_AVAILABLE RECORDS_:
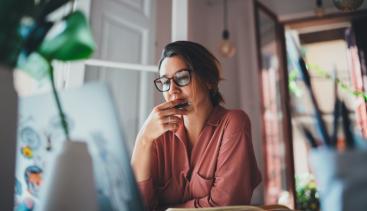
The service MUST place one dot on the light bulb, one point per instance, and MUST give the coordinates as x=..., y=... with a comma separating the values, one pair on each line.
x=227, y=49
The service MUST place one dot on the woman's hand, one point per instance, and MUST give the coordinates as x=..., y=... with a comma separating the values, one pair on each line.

...

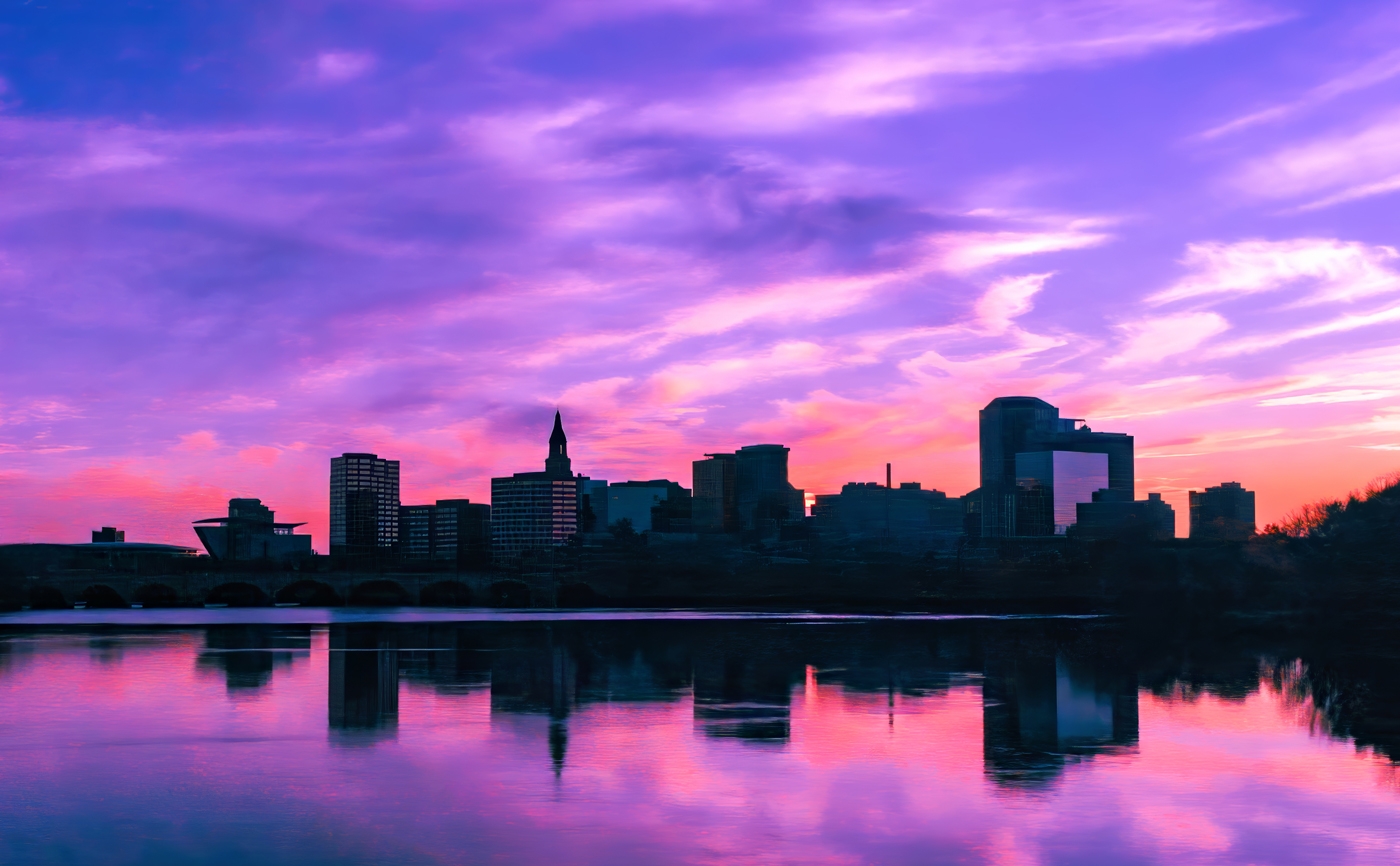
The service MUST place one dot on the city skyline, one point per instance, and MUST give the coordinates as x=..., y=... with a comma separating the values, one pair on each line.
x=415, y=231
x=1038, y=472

--

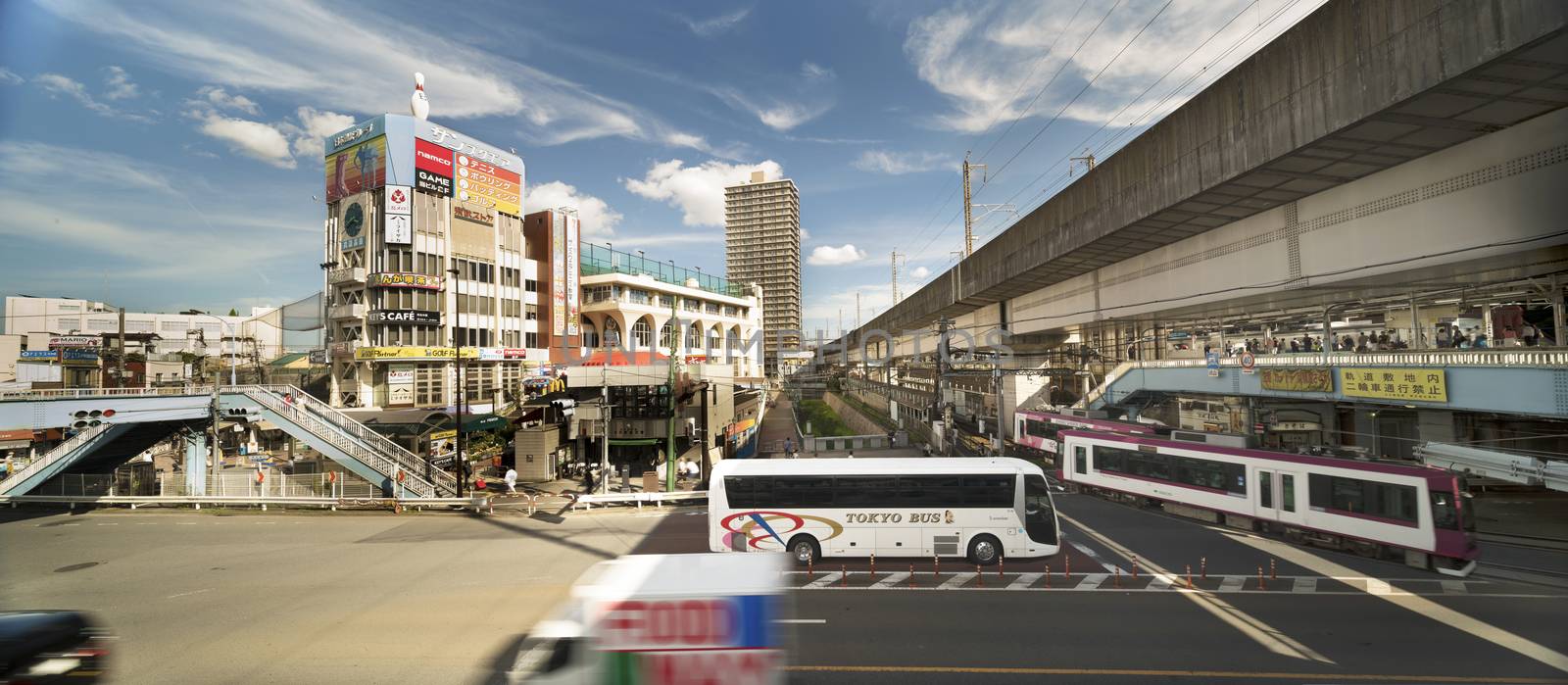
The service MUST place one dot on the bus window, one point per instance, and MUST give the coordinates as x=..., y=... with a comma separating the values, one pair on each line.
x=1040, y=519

_EXERCISE DIRECTIONS_:
From the records above, transcribe without alteration every line from the one with "The service MUST place one dot on the light" to the one with "The service MUST place one dot on the woman's", inclusive.

_EXERCISE ANSWER_:
The service MUST place one dot on the light bulb, one point per instance, and MUST give the coordinates as x=..., y=... with a comma separating the values, one pair on each line.
x=227, y=49
The service MUST place one dot on the woman's hand, one point per instance, and MUST give the coordinates as x=..., y=... with a comma separating the values, one pair on each line.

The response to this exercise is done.